Carnet de bord de l’étranger en soi
Un petit monde pour changer le grand
On y attend beaucoup des étudiants. Les Indian Institutes of Technology sont parmi les meilleures écoles indiennes d’ingénierie. Dans cet environnement qui tend à faire de la vie universitaire un vase clos, on forme ceux qui sont appelés à être les futurs cerveaux du pays. Tour d’horizon de ce à quoi ressemble un séjour sur ces campus, grâce au témoignage de ceux, Français et Indiens, qui en en font l’expérience.
Un écureuil file sur sol, disparaît dans un buisson. Quelques instants plus tard, un magnifique paon déploie son envergure pour, en quelques coups d’ailes, se retrouver perché sur le toit d’une maison. Paysage champêtre ? Non. Le campus de l’Indian Institute (IIT) de Delhi, dans le quartier de Hauz Kasz. Sur ses 130 hectares de superficie, au sud de Delhi, la faune n’est pas qu’estudiantine. « Chez nous aussi, c’est en pleine forêt, il y a des bambis, enfin des faons, des singes, des chiens, des chats… », rigole Lucas de Carvalho, 22 ans, étudiant français en échange à l’IIT de Madras.
A une demi-heure de métro du centre-ville de New Delhi, c’est une vraie petite enclave universitaire où l’on a la possibilité de vivre en autarcie
Il n’y a pas que des animaux dans ces lieux gigantesques. On y retrouve aussi les bâtiments de l’administration, les salles de cours, les logements de fonction administratifs, les hôtels pour étudiants, des terrains de sport, des petits magasins… A une demi-heure de métro du centre-ville de New Delhi, c’est une vraie petite enclave universitaire où l’on a la possibilité de vivre en autarcie. Mais quel est donc ce réseau d’écoles supérieures qui peut se permettre une telle folie des grandeurs ?
Des formations d’élite
Il s’agit tout simplement de la crème de la crème en matière de formation universitaire technologique en Inde (même si l’institution s’est ouverte aux sciences humaines et au management). Par exemple, l’IIT de Delhi a fait son nid sur le podium des meilleures engineering colleges d’Inde, et se situe à la 217ème place des meilleurs universités du monde. De ses treize départements (génie électrique, mécanique, physique, etc.) sont nées bien des carrières d’ingénieurs brillants et de chercheurs d’exception. Moins de deux pour cent seulement des postulants à l’entrée sera effectivement en cours à l’IIT. Les grandes compagnies de ce monde viennent, avant même la fin du cursus, faire leur marché sur les bancs de l’école, via le système des placements.
L’idée des IIT est venue en 1945, soit deux ans avant que l’Inde s’émancipe de la Couronne Britannique. La naissance de ce réseau a lieu à Kharagpur en 1950, où se dresse le premier institut du nom. L’extension est rapide, et chaque nouvelle création d’antenne est l’objet d’un partenariat avec une nation renommée technologiquement et académiquement. Ainsi, l’IIT de Bombay est historiquement liée à l’URSS, celui de Madras (Chennai) à l’Allemagne de l’Ouest, Kanpur aux Etats-Unis, Delhi au Royaume-Uni. Habilement réparties aux quatre coins du pays, ces pôles standardisés ne font pas que former, ils sont aussi engagés dans la recherche.

Liste des tâches:
1/ D'après le texte sur les IIT, expliquez en une à trois phrases pourquoi le campus de Delhi permet de vivre en autarcie.
2/ Selon le texte sur les IIT, en quelle année et dans quelle ville le premier institut du réseau a-t-il vu le jour ?
3/ Poursuivez le texte sur les IIT à partir de sa dernière phrase.
Les données n'ont aucun lien avec le texte.

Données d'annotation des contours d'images
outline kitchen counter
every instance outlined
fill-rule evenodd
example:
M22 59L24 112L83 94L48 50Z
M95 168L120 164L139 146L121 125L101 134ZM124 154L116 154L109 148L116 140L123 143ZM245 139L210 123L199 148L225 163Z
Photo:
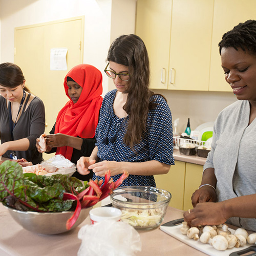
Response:
M203 165L206 161L206 158L199 157L197 155L195 156L185 156L185 155L181 155L179 150L174 150L173 155L175 160L177 161L194 163L200 165Z
M163 224L183 217L183 211L168 207ZM63 234L45 236L24 229L0 203L0 255L1 256L75 256L81 245L77 233L82 226L90 224L88 217L74 230ZM205 256L205 253L177 240L158 227L139 231L142 251L136 256L172 255ZM94 245L94 246L97 246Z

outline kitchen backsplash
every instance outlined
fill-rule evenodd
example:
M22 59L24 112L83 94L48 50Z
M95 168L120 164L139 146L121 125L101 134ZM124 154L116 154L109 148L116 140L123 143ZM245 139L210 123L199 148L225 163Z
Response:
M232 92L195 92L154 90L167 100L173 122L180 118L178 131L185 131L188 118L191 130L206 122L214 121L225 108L237 100Z

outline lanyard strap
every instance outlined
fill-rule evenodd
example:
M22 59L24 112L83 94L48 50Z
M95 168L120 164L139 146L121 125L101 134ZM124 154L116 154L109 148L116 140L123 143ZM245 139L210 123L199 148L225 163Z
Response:
M23 105L23 103L24 102L24 100L26 98L26 92L23 90L23 96L22 99L22 101L20 102L20 104L19 104L19 107L18 108L18 114L17 114L17 116L16 117L16 119L15 121L14 122L14 125L13 125L12 123L12 109L11 109L11 102L9 101L9 123L10 125L10 132L11 133L11 136L12 137L12 140L14 140L13 139L13 129L14 129L14 127L16 124L16 122L17 122L17 119L18 118L18 115L19 114L19 112L20 112L20 110L22 109L22 106Z

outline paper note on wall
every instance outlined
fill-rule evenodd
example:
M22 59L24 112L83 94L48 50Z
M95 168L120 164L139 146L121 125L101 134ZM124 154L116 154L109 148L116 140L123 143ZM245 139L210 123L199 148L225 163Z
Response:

Réponses par tâche:
1/ Le campus réunit sur place les bâtiments de l'administration, les salles de cours, les logements de fonction administratifs, les hôtels pour étudiants, des terrains de sport et des petits magasins. Tout ce qui est nécessaire à la vie quotidienne s'y trouve donc, ce qui en fait une vraie petite enclave universitaire.

2/ En 1950, à Kharagpur.

3/
Au boulot !
Nous, les études, c’est préparer le futur. Tu me parles de sorties et de loisirs, je m’en fiche en considérant le fait que j’aurai une bonne situation plus tard
La renommée est telle qu’un écrivain, Chetan Baghat, y a situé l’action de son best-seller Five point someone. Il y narre une autobiographie romancée de ses années de cancre à l’IIT de Delhi. Au-delà de l’intrigue oscillant entre romantisme bollywoodien et potacherie universitaire, ce livre témoigne d’une valeur de témoignage. « Tous les jours, de huit heures à cinq heures, nous étions enfermés dans ce bâtiment de huit étages, avec cours magistraux, travaux pratiques et séances de laboratoire. Et ça ne comprenait pas les devoirs surveillés ! Chaque matière faisait l’objet de deux interros mineurs, une majeure et trois surprises ; sept devoirs pour six cours, cela en fait quarante-deux par semestre, mathématiquement parlant » explique le narrateur, déjà découragé.
Dans Five point someone, Ryan, un des personnages de Chetan Baghat, s’emporte régulièrement contre cette vie selon lui trop tournée vers les études. « [Ce système] prend les meilleures années, celles les plus fun de ta vie. Mais il te prend aussi quelque chose d’autre. Où y trouve-t-on l’espace pour construire une pensée originale ? Quand prend-on le temps pour développer sa créativité ? Ce n’est pas juste », harangue-t-il son ami le narrateur. Cette rébellion vis-à-vis de l’ordre établi constitue l’un des thèmes du roman… Mais elle ne semble pas prendre sur les campus, où l’atmosphère studieuse règne toujours en apparence.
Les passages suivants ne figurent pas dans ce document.